Start of Text

Utah-based Overstock will change its name to Bed Bath & Beyond

Starting in August customers in the country who visit overstock.com will be redirected to bedbathandbeyond.com.

Soon, Overstock.com will become Bed Bath & Beyond — at least in digital form.

Overstock, which last week paid $21.5 million to acquire the bankrupt retailer’s intellectual property, said on Wednesday that it would start operating its website under the Bed Bath & Beyond name.

The change will roll out in Canada in early July. Starting in August, about a month after the final Bed Bath & Beyond stores in the United States close, customers in the country who visit overstock.com will be redirected to bedbathandbeyond.com.

Overstock’s mobile app and its rewards program will also be rebranded. Company executives plan to eventually bring back Bed Bath & Beyond’s popular wedding registry.

As Overstock, which is based in Midvale, folds the retailer’s assets into its own operations, it is considering renaming its business entirely, said Jonathan Johnson, the company’s CEO. It might settle on Bed Bath & Beyond, he added, but other names are being considered, too.

End of Text

-- Aim of the exercise --
Answer these questions from the article on Overstock's name change:
(a) How much did Overstock pay to acquire the bankrupt retailer's intellectual property?
(b) In which country will the change roll out in early July?
(c) In what place is Overstock based?

Start of Entries supplied

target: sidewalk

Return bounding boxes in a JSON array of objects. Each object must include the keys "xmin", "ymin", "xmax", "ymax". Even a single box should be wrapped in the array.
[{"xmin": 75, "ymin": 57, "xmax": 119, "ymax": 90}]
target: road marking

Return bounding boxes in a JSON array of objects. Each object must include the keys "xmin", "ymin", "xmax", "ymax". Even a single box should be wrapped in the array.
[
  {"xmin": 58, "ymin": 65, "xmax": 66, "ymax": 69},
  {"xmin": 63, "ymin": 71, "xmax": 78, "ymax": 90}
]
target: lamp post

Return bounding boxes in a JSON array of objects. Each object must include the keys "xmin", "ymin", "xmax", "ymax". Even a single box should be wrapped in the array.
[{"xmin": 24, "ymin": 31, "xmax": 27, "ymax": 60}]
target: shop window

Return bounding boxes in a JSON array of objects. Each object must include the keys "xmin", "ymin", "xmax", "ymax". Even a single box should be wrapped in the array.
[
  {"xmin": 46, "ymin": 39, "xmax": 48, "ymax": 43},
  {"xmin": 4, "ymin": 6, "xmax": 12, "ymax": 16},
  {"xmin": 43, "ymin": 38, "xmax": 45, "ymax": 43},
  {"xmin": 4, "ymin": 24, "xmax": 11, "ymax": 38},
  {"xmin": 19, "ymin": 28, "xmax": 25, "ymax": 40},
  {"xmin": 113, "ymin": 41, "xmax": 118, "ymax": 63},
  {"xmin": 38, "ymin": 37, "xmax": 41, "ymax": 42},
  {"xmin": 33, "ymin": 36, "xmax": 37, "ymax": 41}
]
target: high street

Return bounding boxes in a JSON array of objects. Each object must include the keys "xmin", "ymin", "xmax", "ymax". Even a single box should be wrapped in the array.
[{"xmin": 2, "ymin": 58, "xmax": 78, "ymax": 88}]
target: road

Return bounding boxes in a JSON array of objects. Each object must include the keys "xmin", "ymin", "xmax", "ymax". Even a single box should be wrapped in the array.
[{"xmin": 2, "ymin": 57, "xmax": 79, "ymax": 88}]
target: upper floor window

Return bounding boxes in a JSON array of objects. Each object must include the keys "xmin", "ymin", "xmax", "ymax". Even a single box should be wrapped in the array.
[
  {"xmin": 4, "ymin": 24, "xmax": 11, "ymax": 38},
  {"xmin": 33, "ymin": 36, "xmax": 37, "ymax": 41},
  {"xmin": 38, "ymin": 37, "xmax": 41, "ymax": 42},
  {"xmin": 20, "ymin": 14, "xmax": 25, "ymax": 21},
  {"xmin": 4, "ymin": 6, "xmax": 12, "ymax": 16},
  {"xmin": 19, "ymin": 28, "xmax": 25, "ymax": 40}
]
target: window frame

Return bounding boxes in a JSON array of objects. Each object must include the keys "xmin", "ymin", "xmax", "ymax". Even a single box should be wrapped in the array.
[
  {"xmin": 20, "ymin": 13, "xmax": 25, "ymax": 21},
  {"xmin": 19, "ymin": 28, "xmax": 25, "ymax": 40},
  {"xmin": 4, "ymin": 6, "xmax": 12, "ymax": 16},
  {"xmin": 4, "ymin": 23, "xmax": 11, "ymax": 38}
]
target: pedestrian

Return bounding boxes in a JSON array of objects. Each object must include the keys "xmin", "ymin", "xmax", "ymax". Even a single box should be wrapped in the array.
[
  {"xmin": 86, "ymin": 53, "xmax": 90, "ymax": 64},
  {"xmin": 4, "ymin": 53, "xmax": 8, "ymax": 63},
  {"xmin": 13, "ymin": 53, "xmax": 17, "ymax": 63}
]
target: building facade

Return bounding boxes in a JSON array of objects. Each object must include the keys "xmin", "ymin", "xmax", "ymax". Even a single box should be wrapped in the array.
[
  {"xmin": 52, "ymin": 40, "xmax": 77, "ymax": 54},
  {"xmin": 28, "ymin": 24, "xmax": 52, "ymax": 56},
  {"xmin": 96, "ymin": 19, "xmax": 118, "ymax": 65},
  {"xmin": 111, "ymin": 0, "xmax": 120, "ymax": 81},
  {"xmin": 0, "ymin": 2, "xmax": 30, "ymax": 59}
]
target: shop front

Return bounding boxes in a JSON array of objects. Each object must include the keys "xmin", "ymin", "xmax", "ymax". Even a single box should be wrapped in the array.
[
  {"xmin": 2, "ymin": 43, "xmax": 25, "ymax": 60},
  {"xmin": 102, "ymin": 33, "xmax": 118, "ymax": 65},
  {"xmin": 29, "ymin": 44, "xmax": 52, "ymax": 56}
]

End of Entries supplied

-- Response for this exercise --
(a) $21.5 million
(b) Canada
(c) Midvale